--- Document extract ---
Re: 'Optimizing' Solr Index Size

2013-08-06 Thread Brendan Grainger
To maybe answer another one of my questions about the 50Gb recovered when
running:

curl '
http://localhost:8983/solr/update?optimize=truemaxSegments=10waitFlush=false
'

It looks to me that it was from deleted docs being completely removed from
the index.

Thanks



On Tue, Aug 6, 2013 at 11:45 AM, Brendan Grainger 
brendan.grain...@gmail.com wrote:

 Well, I guess I can answer one of my questions which I didn't exactly
 explicitly state, which is: how do I force solr to merge segments to a
 given maximum. I forgot about doing this:

 curl '
 http://localhost:8983/solr/update?optimize=truemaxSegments=10waitFlush=false
 '

 which reduced the number of segments in my index from 12 to 10. Amazingly,
 it also reduced the space used by almost 50Gb. Is that even possible?

 Thanks again
 Brendan



 On Tue, Aug 6, 2013 at 10:55 AM, Brendan Grainger 
 brendan.grain...@gmail.com wrote:

 Hi All,

 First of all, what I was actually trying to do is actually get a little
 space back. So if there is a better way to do this by adjusting the
 MergePolicy or something else please let me know. My index is currently
 200Gb. In the past (Solr 1.4) we've found that optimizing the index will
 double the size of the index temporarily then usually when it's done we end
 up with a smaller index and slightly faster search query times.

 Should I even bother optimizing? My impression was that with the
 TieredMergePolicy this would be less necessary. Would merging segments into
 larger ones save any space and if so is there a way to tell solr to do that?

 Thanks
 Brendan




 --
 Brendan Grainger
 www.kuripai.com




-- 
Brendan Grainger
www.kuripai.com

--- Entries provided ---
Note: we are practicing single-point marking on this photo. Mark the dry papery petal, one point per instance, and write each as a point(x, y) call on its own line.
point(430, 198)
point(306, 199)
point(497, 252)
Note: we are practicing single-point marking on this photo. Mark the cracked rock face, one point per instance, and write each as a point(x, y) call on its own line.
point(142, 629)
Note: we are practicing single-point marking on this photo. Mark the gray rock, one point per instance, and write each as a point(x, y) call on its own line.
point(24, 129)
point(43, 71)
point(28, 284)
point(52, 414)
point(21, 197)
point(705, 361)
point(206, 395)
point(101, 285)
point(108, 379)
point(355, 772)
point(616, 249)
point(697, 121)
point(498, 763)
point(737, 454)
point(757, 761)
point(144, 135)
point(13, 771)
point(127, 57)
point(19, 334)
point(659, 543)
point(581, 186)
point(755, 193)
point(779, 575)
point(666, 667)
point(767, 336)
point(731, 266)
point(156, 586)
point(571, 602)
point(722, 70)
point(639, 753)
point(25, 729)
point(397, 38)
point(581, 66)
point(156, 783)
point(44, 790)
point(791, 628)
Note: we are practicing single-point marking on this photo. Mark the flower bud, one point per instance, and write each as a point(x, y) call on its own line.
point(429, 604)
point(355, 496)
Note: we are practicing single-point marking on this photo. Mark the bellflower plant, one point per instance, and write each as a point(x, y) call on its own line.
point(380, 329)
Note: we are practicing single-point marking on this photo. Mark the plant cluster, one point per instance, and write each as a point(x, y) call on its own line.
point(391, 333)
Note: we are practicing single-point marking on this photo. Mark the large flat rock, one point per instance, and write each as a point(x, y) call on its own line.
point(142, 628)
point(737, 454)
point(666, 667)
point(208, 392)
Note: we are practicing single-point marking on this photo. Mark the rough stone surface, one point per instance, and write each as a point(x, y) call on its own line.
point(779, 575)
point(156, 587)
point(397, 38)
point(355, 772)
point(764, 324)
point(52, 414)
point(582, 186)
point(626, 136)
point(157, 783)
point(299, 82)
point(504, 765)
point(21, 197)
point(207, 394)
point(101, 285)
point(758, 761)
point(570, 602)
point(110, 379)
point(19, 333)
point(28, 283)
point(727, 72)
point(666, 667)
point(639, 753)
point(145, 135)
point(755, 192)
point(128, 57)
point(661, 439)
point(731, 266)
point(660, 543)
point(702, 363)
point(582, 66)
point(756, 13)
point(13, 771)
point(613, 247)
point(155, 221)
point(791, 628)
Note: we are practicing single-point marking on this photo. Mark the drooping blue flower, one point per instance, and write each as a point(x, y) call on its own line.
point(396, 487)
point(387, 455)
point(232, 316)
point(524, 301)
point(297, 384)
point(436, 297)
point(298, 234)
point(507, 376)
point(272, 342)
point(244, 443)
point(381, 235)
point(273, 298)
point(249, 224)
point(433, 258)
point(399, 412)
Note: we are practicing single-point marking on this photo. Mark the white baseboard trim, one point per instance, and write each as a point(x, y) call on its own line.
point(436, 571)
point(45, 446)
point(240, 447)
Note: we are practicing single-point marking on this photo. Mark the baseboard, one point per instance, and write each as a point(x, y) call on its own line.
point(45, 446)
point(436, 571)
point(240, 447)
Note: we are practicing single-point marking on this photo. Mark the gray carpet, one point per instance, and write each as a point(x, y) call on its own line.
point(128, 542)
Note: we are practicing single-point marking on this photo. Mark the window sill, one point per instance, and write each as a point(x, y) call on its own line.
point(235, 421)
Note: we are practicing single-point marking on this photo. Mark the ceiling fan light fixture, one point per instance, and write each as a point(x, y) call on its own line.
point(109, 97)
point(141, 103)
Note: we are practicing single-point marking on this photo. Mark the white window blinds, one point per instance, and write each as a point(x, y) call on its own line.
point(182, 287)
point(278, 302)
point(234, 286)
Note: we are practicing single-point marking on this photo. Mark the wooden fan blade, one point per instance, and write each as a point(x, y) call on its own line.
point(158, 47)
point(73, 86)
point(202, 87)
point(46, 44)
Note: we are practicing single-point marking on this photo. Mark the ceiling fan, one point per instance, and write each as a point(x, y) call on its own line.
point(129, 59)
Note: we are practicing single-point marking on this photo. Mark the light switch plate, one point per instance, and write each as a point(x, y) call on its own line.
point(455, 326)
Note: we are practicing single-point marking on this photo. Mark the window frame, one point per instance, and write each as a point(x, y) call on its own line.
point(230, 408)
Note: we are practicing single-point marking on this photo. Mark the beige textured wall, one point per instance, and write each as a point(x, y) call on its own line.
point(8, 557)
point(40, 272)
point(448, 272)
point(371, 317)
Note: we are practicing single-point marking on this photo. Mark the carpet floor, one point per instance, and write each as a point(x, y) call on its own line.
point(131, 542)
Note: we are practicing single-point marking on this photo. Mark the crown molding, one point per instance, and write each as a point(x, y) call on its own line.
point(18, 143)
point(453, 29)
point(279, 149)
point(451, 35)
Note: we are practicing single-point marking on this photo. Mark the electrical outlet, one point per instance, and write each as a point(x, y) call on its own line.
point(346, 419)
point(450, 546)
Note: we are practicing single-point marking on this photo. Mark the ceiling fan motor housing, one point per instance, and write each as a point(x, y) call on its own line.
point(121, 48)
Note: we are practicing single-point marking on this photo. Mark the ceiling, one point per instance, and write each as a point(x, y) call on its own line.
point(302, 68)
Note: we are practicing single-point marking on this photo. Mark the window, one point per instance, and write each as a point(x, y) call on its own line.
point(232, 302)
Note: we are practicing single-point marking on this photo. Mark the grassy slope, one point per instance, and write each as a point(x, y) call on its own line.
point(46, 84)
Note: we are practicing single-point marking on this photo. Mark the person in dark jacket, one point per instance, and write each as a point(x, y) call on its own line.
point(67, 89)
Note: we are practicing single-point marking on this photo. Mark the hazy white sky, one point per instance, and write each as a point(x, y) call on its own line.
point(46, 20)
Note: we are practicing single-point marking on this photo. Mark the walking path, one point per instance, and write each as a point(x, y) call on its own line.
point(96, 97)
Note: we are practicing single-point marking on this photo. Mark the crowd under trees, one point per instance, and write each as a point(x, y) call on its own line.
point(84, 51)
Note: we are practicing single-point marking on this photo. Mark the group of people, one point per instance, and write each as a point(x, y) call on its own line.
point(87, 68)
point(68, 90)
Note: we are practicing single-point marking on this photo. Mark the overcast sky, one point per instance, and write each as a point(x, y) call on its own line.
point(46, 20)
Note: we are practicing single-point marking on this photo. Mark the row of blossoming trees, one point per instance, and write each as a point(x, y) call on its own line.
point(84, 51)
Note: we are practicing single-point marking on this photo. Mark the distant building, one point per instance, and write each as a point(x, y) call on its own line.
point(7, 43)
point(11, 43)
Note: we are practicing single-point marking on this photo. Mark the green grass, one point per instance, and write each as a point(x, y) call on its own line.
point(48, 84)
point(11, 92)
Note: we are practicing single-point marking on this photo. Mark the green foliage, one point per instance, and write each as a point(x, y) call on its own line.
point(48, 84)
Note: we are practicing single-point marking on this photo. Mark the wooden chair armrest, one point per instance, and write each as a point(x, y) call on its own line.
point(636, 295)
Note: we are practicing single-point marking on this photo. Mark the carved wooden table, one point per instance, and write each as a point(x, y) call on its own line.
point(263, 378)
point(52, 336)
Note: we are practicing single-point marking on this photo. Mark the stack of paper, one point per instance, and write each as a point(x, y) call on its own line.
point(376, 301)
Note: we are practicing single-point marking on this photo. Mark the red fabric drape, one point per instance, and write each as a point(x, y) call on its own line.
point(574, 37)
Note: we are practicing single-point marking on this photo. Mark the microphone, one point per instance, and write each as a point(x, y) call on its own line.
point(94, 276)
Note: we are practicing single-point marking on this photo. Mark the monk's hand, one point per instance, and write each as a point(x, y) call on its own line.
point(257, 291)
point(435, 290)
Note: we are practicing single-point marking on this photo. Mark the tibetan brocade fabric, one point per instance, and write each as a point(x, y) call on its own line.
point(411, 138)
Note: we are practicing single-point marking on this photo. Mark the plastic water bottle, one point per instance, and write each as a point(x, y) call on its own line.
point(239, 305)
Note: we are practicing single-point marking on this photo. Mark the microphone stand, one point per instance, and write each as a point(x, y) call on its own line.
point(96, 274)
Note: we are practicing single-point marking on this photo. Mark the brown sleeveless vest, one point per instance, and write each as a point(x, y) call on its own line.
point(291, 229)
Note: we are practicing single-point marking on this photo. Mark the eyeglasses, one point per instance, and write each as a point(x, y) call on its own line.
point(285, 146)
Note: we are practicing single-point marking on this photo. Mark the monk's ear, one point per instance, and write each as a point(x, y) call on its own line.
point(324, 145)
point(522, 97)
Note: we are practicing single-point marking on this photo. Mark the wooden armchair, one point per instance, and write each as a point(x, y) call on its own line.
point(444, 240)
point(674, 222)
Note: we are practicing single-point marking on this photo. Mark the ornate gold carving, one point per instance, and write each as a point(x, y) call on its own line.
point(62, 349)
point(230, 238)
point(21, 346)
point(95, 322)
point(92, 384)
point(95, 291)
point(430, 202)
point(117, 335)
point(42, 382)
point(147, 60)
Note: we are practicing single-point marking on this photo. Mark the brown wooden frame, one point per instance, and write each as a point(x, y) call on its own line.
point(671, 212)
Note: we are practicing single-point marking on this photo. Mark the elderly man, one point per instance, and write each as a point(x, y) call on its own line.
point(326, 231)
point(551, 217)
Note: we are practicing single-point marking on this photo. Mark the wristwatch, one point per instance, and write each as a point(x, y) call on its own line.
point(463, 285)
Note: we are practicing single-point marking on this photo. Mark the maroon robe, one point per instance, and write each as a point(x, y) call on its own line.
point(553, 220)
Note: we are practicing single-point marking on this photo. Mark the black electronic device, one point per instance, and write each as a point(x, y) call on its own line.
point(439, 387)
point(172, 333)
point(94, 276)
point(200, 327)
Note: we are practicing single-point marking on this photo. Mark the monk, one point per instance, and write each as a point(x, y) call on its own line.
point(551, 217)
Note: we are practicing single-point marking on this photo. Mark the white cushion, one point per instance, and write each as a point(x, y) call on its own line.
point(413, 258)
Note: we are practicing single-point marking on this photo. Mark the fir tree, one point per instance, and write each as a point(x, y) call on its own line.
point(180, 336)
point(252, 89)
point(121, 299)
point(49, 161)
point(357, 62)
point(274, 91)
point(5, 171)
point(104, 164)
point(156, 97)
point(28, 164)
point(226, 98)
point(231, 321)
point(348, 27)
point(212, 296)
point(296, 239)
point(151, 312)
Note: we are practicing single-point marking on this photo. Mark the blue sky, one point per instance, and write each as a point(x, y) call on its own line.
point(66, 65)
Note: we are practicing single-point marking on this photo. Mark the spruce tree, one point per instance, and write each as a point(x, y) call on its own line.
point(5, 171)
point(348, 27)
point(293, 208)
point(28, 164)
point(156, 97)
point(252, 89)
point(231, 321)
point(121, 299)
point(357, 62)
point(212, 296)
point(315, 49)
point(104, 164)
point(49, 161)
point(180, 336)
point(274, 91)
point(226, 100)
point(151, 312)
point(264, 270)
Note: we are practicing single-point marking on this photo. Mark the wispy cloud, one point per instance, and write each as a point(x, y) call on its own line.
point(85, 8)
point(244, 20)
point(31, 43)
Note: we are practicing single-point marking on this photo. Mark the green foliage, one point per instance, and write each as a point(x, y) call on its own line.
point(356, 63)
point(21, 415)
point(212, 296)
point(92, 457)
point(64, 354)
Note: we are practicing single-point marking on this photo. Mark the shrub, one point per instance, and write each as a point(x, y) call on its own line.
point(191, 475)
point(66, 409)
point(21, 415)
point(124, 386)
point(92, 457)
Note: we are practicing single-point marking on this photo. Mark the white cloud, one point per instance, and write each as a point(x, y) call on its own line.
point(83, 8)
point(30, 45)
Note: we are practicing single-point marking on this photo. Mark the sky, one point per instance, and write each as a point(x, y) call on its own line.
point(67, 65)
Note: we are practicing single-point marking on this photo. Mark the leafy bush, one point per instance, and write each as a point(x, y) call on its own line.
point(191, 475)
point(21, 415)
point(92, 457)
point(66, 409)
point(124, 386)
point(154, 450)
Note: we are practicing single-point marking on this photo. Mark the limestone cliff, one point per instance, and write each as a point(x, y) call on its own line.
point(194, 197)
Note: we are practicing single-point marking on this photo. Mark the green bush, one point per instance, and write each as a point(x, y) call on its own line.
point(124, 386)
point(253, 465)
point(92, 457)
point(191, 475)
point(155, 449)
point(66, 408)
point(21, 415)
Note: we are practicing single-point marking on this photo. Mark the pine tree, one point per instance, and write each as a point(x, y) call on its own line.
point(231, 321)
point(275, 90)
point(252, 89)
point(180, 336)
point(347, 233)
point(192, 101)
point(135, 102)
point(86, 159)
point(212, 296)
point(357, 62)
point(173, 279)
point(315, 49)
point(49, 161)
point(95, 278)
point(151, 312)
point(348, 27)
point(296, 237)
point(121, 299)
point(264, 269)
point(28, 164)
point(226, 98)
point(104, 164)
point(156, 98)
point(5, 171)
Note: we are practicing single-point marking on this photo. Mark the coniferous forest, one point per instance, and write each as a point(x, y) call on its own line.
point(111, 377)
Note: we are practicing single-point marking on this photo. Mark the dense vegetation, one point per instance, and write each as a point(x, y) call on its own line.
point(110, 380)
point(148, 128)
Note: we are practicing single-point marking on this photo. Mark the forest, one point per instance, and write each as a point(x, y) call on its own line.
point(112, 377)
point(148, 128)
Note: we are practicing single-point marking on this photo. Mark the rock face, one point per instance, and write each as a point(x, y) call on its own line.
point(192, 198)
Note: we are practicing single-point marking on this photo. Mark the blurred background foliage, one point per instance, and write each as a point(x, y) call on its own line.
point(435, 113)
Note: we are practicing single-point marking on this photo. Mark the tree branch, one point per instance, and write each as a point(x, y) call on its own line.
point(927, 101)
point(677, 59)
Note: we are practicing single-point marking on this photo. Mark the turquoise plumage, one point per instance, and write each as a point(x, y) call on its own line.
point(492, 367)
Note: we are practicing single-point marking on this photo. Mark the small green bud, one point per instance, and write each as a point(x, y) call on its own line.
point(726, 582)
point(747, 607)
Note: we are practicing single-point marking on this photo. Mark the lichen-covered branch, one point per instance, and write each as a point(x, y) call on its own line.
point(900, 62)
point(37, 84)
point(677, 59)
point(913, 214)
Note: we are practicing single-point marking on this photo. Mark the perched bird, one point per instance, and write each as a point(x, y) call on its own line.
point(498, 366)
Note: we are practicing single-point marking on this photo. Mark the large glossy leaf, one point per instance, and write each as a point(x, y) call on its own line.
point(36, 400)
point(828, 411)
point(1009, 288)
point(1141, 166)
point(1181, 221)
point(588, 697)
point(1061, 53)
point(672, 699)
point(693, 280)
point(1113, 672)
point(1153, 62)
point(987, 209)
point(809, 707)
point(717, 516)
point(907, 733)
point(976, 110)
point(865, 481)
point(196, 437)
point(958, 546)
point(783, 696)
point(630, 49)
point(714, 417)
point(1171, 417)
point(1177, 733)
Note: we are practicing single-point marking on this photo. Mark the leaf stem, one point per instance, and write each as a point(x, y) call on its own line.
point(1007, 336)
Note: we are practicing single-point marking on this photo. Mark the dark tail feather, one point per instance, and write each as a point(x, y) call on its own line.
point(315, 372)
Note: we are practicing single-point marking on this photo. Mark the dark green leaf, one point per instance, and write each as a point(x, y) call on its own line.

--- Tasks to perform ---
**A.** Write out the passage of the Solr thread that begins at the words "Well, I guess" and ends after "that even possible?".
**B.** Rewrite the paragraph of the Solr thread that begins "First of all, what I was actually trying" more briefly, keeping its main facts.
The entries are separate from the Solr thread.

--- Task-by-task results ---
**A.**
Well, I guess I can answer one of my questions which I didn't exactly
 explicitly state, which is: how do I force solr to merge segments to a
 given maximum. I forgot about doing this:

 curl '
 http://localhost:8983/solr/update?optimize=truemaxSegments=10waitFlush=false
 '

 which reduced the number of segments in my index from 12 to 10. Amazingly,
 it also reduced the space used by almost 50Gb. Is that even possible?

**B.** The writer wanted to reclaim some disk space and asked whether there was a better method, such as adjusting the MergePolicy. The index is currently 200Gb. With Solr 1.4, optimizing the index temporarily doubled its size. It usually left a smaller index and slightly faster search query times.